*** Block opens ***

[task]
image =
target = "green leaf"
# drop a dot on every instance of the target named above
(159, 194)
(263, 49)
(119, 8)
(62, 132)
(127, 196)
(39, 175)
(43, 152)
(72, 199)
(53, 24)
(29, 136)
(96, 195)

*** Block closes ***

**Aim of the task:** Which lines run from the one containing "# drop a dot" to the end of the entries above? Print them exactly, both ends included, and nothing else.

**Output of the task:**
# drop a dot on every instance of the target named above
(159, 194)
(263, 49)
(119, 8)
(62, 132)
(127, 196)
(39, 175)
(43, 152)
(72, 199)
(53, 24)
(29, 136)
(96, 195)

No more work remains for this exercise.